» Excerpt to read:

================================

[Slony1-general] Slony stops replicating during nightly periodic + small patch

Tue Oct 12 17:57:10 PDT 2004

Hi,

First of all, many thanks for the great work on slony!

I use slony 1.0.2 to replicate two Postgresql 7.4.3 databases running on 
FreeBSD 5.2.1-p9, and see that slony stops replicating every night (with a 
couple minor exceptions) during the periodic process that does the backups, 
vacuuming, etc. I use the standard 502.pgsql script that comes with the 
postgresql port on FreeBSD (not quite sure whether it's part of the port or 
the original source tree of Postgresql), which basically does a pg_dump and 
a vacuum analyze.

Every night, I get this on stdout from slon:
ERROR  remoteListenThread_1: timeout for event selection
And this on stderr:
sched_mainloop: select(): Bad file descriptor

Setting debug level to 4 does not give much more information, just says 
after the timeout that the remoteListenThread is done.

Trying to figure out the whole scheduling mechanism, I found this little 
issue: in scheduler.c, a temporary copy of the fdsets for select is made 
first, and then some checks are done to remove some FDs which may not be 
needed any more from the global fdsets. I believe this must be an 
oversight, and is the reason for the select error, which in turn sets 
sched_status to an error value, and causes sched_msleep to return with an 
error value and the remote listener thread to stop.

================================

» Written tasks:
**a)** Copy the Slony post from "Setting debug level" to "thread to stop." without changing anything.
**b)** Using the Slony post, state whether each statement agrees with it. Answer yes or no for each, and quote the words that decide it.
(i) The writer replicates Postgresql 7.4.3 databases with slony 1.0.2.
(ii) Raising the debug level to 4 gave much more detail about the failure.
(iii) The 502.pgsql script runs a pg_dump and a vacuum analyze.
**c)** Write the next part of the Slony post, starting after its final sentence.

================================

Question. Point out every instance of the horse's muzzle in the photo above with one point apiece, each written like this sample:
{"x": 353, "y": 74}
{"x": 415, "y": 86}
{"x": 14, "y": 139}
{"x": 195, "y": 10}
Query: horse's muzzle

================================

» Answers for the tasks:
**a)**
Setting debug level to 4 does not give much more information, just says 
after the timeout that the remoteListenThread is done.

Trying to figure out the whole scheduling mechanism, I found this little 
issue: in scheduler.c, a temporary copy of the fdsets for select is made 
first, and then some checks are done to remove some FDs which may not be 
needed any more from the global fdsets. I believe this must be an 
oversight, and is the reason for the select error, which in turn sets 
sched_status to an error value, and causes sched_msleep to return with an 
error value and the remote listener thread to stop.

**b)**
(i) Yes: "I use slony 1.0.2 to replicate two Postgresql 7.4.3 databases"
(ii) No: "Setting debug level to 4 does not give much more information"
(iii) Yes: "which basically does a pg_dump and a vacuum analyze"

**c)**
I moved the copy further down (just before the select) and last night slony 
did not stop replicating even though it logged several of the "timeout for 
event selection" errors. Probably should wait a couple more periodic runs 
to claim victory, but I believe the patch should at the very least not 
cause any problems and solve a few, so here it is (including a couple of 
typo fixes):

%diff -u scheduler.c.orig scheduler.c

--- scheduler.c.orig    Mon Oct 11 17:00:30 2004
+++ scheduler.c Tue Oct 12 18:54:09 2004
@@ -452,21 +452,8 @@
                 struct timeval  timeout;

                 /*
-                * Make copies of the file descriptor sets for select(2)
-                */
-               FD_ZERO(&rfds);
-               FD_ZERO(&wfds);
-               for (i = 0; i < sched_numfd; i++)
-               {
-                       if (FD_ISSET(i, &sched_fdset_read))
-                               FD_SET(i, &rfds);
-                       if (FD_ISSET(i, &sched_fdset_write))
-                               FD_SET(i, &wfds);
-               }
-
-               /*
                  * Check if any of the connections in the wait queue
-                * have reached there timeout. While doing so, we also
+                * have reached their timeout. While doing so, we also
                  * remember the closest timeout in the future.
                  */
                 tv = NULL;
@@ -560,6 +547,19 @@
                 }

                 /*
+                * Make copies of the file descriptor sets for select(2)
+                */
+               FD_ZERO(&rfds);
+               FD_ZERO(&wfds);
+               for (i = 0; i < sched_numfd; i++)
+               {
+                       if (FD_ISSET(i, &sched_fdset_read))
+                               FD_SET(i, &rfds);
+                       if (FD_ISSET(i, &sched_fdset_write))
+                               FD_SET(i, &wfds);
+               }
+
+               /*
                  * Do the select(2) while unlocking the master lock.
                  */
                 pthread_mutex_unlock(&sched_master_lock);
@@ -776,7 +776,7 @@


  /* ----------
- * sched_add_fdset
+ * sched_remove_fdset
   *
   *     Remove a file descriptor from one of the global scheduler sets and
   *     adjust sched_numfd accordingly.

Hope that helps,

Jacques.